SELECTED EXTRACT start

Skip to content

SVM and Kernel Methods

The true power of Support Vector Machines lies not in linear separation, but in the kernel trick — projecting data into a higher-dimensional space where a linear boundary becomes possible.

How SVMs Work

An SVM finds the hyperplane that maximises the margin — the distance between the decision boundary and the nearest data points from each class (the "support vectors").

  • Linear SVM: Draws a straight line (or hyperplane) between classes. Works only when classes are linearly separable.
  • Kernel SVM: Implicitly maps data into a higher-dimensional space where a linear separator exists, without ever computing the transformation explicitly.

The Kernel Trick

Instead of transforming your data into a high-dimensional space (which would be computationally expensive), the kernel trick computes the dot product in that space directly. This gives you the power of non-linear boundaries at a fraction of the cost.

Implementation

import numpy as np
import matplotlib.pyplot as plt
from sklearn.svm import SVC
from sklearn.datasets import make_moons
from sklearn.model_selection import train_test_split
from sklearn.metrics import accuracy_score

X, y = make_moons(n_samples=300, noise=0.2, random_state=42)
X_tr, X_te, y_tr, y_te = train_test_split(X, y, random_state=42)

# Compare linear vs RBF kernel
for kernel in ["linear", "rbf"]:
    svc = SVC(kernel=kernel, random_state=42)
    svc.fit(X_tr, y_tr)
    acc = accuracy_score(y_te, svc.predict(X_te))
    print(f"{kernel:>6s} kernel accuracy: {acc:.2f}")

Visualising the Decision Boundary

xx, yy = np.meshgrid(
    np.linspace(X[:, 0].min() - 0.5, X[:, 0].max() + 0.5, 200),
    np.linspace(X[:, 1].min() - 0.5, X[:, 1].max() + 0.5, 200)

SELECTED EXTRACT end
RECORDS start

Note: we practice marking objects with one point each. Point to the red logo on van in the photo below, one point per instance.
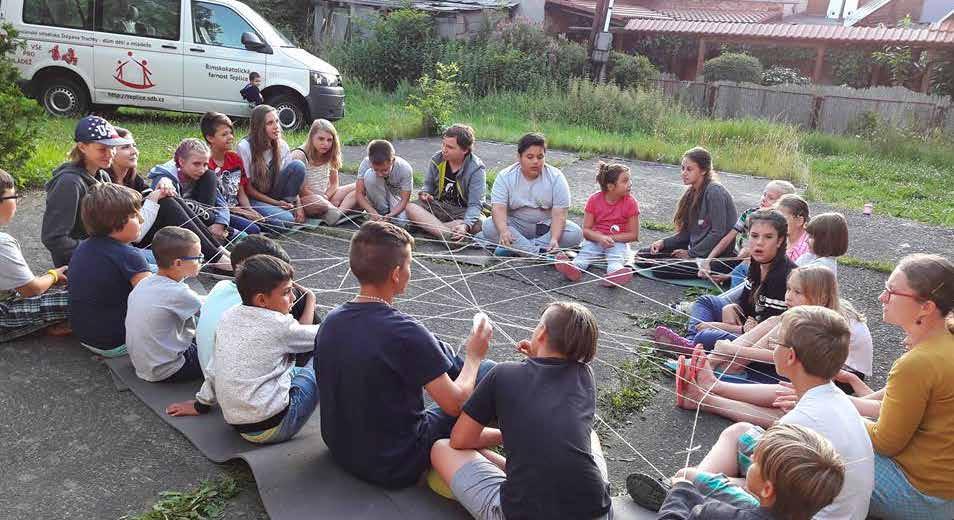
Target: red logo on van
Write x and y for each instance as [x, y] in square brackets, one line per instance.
[132, 70]
[69, 56]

RECORDS end

SET PROBLEM 1: In the point-marking listing, switch "van" to "truck" and leave everything else unchanged. Omit the pictures from your output.
SET PROBLEM 2: Continue the page on SVMs and the kernel trick from its last line.
The listing bears no relation to the page on SVMs and kernel methods.

EXPECTED OUTPUT 1:
Note: we practice marking objects with one point each. Point to the red logo on truck in the photo below, one point per instance.
Target: red logo on truck
Write x and y for each instance as [x, y] in square brackets, one line per instance.
[132, 70]
[69, 56]

EXPECTED OUTPUT 2:
)

svc_rbf = SVC(kernel="rbf", random_state=42).fit(X_tr, y_tr)
Z = svc_rbf.predict(np.c_[xx.ravel(), yy.ravel()]).reshape(xx.shape)

plt.figure(figsize=(8, 5))
plt.contourf(xx, yy, Z, alpha=0.3, cmap="coolwarm")
plt.scatter(X[:, 0], X[:, 1], c=y, cmap="coolwarm", edgecolor="k", s=30)
plt.title("SVM with RBF Kernel — Non-Linear Boundary")
plt.tight_layout()
plt.show()

Key Hyperparameters

Parameter Effect
C Regularisation strength — higher values fit training data more tightly
gamma RBF reach — higher values create tighter, more localised boundaries
kernel "linear", "rbf", "poly", "sigmoid"

Common Pitfall

SVMs are sensitive to feature scaling. Always standardise your features with StandardScaler before fitting.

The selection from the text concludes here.